Task requirements: Pull out each line of the rows below that contains the string "brick", matching its case exactly.
————
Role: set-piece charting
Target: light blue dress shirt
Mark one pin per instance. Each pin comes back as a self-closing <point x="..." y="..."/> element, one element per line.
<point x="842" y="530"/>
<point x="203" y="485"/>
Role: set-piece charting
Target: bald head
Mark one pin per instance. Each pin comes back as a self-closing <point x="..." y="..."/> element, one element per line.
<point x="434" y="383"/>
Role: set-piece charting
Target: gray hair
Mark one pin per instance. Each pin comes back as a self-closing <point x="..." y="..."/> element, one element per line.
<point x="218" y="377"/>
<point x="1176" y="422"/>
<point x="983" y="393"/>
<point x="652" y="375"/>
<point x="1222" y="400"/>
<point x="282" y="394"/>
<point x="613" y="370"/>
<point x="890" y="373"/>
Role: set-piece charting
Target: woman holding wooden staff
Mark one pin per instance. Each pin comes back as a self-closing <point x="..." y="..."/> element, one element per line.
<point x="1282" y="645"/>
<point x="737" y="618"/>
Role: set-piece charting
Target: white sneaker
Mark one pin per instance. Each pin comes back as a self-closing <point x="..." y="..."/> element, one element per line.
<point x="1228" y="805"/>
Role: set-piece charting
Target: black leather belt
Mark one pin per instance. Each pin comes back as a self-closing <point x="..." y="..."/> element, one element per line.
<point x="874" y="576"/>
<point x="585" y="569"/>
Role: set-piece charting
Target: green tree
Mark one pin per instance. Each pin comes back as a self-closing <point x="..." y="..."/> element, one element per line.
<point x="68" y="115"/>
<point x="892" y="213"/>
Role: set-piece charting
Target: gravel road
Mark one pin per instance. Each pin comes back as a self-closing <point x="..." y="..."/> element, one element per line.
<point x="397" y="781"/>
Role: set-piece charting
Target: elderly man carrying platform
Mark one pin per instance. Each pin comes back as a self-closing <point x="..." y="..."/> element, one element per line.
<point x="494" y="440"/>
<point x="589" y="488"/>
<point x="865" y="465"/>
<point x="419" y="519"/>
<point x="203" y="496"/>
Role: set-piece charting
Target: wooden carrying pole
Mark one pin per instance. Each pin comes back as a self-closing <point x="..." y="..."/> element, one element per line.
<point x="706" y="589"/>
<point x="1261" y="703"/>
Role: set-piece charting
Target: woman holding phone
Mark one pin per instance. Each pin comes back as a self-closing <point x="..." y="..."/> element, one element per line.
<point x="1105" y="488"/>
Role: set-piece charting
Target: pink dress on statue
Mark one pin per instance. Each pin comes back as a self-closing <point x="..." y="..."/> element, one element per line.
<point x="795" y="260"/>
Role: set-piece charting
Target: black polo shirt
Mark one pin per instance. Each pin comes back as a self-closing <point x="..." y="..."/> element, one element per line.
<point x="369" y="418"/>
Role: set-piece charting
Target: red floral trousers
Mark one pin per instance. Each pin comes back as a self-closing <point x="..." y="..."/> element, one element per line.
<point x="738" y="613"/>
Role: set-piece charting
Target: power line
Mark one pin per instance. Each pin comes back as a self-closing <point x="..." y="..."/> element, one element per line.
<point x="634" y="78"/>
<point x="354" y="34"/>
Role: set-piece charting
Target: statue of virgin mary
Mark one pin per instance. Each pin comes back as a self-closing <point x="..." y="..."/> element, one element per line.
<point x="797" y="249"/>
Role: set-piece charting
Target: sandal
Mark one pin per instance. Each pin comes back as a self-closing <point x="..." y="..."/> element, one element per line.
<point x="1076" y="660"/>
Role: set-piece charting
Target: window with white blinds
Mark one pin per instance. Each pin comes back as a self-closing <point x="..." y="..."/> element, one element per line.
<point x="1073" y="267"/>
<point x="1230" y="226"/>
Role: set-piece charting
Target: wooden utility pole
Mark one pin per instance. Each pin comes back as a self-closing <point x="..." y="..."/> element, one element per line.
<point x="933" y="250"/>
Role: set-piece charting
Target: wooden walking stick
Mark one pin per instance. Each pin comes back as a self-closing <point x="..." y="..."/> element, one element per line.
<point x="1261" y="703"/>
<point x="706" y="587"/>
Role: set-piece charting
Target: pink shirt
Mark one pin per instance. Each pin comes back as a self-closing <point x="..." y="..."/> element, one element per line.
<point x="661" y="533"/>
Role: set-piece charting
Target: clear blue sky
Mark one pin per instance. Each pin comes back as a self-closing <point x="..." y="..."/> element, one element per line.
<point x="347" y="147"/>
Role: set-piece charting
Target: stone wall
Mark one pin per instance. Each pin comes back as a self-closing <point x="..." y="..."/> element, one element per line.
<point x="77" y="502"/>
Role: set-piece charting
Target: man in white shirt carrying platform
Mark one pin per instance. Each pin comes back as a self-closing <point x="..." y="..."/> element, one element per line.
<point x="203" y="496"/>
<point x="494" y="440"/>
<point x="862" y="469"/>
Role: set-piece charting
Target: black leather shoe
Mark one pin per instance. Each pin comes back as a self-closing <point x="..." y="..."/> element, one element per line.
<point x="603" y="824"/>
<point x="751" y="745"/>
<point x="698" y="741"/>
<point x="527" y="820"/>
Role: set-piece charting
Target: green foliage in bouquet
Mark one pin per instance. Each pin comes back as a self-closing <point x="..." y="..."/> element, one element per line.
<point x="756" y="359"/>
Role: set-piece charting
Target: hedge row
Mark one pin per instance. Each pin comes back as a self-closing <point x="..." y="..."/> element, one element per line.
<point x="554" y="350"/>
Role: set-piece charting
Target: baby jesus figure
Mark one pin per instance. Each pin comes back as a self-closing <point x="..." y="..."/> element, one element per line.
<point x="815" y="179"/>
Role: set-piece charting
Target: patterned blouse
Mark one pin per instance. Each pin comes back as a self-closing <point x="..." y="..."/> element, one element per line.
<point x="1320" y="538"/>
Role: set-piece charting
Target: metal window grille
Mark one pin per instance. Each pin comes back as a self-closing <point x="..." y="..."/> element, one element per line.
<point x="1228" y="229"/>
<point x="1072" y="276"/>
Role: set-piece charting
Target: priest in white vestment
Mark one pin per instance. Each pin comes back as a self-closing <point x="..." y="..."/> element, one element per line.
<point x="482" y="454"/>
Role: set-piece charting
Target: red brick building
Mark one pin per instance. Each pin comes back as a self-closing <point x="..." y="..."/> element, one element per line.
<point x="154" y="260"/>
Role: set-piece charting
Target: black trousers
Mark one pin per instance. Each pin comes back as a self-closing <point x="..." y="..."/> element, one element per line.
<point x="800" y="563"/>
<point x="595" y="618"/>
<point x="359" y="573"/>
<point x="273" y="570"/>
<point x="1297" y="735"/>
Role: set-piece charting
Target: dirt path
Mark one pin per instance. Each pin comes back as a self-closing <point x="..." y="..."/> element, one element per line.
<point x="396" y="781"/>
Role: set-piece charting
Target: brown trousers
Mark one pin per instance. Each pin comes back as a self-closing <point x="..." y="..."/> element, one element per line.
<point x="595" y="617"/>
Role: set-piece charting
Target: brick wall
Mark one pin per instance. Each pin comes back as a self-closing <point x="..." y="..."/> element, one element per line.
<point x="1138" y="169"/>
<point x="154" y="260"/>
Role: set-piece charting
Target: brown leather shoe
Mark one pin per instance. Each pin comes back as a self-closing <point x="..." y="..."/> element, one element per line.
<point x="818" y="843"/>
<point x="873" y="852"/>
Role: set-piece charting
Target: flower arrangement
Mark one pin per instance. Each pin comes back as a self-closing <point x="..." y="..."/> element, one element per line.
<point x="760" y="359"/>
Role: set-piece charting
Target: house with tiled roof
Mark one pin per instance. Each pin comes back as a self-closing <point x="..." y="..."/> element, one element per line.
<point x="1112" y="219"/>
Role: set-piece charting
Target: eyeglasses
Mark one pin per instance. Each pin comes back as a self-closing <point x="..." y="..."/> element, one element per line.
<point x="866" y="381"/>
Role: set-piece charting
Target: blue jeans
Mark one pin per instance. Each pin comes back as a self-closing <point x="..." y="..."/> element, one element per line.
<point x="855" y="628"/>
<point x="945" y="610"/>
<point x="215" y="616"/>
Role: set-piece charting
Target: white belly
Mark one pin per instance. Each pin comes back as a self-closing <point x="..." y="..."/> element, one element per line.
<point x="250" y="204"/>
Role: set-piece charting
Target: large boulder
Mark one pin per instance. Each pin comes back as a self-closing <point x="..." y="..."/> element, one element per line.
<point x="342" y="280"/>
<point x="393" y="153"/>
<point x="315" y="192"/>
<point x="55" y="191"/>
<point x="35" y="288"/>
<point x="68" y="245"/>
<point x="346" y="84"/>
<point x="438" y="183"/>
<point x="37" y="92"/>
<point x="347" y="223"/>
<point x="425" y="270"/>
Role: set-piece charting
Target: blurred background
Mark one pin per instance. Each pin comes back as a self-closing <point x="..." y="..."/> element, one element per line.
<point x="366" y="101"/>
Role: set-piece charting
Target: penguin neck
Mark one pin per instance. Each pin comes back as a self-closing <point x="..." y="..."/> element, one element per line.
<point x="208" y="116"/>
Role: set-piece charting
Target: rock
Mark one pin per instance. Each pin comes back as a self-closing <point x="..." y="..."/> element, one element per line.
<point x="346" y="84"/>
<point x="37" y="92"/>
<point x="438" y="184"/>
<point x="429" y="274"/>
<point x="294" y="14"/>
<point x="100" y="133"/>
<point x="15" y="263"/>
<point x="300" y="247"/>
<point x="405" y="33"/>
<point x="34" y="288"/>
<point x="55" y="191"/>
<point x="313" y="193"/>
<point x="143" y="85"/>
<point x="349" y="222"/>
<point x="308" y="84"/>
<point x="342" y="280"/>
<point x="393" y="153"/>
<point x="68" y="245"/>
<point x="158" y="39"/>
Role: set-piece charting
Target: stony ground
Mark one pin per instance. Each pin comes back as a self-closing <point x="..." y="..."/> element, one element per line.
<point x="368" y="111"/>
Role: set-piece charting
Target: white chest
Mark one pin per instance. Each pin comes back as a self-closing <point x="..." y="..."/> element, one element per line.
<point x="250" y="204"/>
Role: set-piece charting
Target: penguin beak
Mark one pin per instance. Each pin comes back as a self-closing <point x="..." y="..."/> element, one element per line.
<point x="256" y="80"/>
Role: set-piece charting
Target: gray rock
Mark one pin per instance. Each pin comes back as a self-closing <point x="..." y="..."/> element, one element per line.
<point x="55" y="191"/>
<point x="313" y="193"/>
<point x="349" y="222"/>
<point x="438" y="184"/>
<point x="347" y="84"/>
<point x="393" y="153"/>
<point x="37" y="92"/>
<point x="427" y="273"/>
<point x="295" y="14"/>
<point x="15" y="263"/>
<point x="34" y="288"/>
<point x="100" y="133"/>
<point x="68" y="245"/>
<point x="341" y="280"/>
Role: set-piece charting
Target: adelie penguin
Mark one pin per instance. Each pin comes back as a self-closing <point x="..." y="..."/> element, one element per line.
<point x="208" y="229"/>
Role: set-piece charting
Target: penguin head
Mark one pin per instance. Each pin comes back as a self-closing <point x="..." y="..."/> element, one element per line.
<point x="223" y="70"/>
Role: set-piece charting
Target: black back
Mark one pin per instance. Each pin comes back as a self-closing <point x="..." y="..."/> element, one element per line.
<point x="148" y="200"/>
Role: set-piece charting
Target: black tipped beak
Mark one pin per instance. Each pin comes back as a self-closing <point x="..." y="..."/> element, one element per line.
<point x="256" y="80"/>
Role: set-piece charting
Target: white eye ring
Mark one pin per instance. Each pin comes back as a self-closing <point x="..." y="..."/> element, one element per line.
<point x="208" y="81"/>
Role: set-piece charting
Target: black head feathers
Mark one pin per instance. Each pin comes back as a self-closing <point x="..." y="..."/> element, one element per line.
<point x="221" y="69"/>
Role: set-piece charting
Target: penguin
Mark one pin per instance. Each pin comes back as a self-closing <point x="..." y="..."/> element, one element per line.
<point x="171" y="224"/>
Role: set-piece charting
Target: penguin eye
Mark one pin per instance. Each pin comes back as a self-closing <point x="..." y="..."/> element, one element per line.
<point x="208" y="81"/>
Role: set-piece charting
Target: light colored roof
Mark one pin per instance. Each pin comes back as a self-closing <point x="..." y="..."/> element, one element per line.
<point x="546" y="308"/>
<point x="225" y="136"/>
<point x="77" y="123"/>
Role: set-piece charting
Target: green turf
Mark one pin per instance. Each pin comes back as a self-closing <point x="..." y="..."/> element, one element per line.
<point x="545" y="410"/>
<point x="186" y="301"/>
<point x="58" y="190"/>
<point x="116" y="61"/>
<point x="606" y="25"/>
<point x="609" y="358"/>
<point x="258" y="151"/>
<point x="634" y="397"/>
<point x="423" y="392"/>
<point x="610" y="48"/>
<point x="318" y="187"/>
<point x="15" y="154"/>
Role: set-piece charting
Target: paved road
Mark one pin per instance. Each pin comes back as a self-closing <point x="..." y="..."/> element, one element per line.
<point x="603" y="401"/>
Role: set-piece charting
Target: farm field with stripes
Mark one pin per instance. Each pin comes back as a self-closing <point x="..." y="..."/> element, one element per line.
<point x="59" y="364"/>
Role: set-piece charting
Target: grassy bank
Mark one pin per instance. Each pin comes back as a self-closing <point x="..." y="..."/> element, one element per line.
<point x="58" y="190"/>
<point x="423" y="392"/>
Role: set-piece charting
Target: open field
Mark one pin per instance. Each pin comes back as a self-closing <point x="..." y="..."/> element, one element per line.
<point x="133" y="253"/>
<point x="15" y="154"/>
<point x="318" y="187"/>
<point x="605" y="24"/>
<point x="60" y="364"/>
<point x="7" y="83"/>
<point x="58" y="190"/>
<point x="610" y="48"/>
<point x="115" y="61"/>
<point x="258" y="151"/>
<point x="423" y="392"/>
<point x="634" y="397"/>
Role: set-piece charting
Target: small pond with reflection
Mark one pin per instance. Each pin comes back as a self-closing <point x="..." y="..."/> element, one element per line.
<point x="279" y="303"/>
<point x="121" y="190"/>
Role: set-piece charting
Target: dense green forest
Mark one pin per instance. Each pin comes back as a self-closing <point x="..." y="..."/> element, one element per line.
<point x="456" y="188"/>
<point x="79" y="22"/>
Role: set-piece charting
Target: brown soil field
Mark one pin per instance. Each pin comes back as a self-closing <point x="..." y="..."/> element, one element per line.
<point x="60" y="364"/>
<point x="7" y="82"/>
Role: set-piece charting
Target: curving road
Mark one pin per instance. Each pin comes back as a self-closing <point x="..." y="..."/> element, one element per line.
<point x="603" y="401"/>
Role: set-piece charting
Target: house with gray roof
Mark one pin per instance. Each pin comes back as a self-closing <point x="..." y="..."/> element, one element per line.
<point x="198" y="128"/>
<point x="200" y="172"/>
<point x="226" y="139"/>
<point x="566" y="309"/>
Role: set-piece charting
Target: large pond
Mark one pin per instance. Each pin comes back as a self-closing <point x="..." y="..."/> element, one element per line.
————
Complete output:
Target: red brick building
Target: brick wall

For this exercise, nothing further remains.